— start —
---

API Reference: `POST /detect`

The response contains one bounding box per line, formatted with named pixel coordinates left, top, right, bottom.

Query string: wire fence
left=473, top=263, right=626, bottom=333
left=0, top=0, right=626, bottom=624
— end —
**The exercise**
Copy the rows above, changing "Query string" to "Search term" and leaving everything else as it is.

**Expected output**
---

API Reference: `POST /detect`

The response contains one bounding box per line, formatted with named pixel coordinates left, top, right, bottom.

Search term: wire fence
left=473, top=263, right=626, bottom=333
left=0, top=0, right=626, bottom=624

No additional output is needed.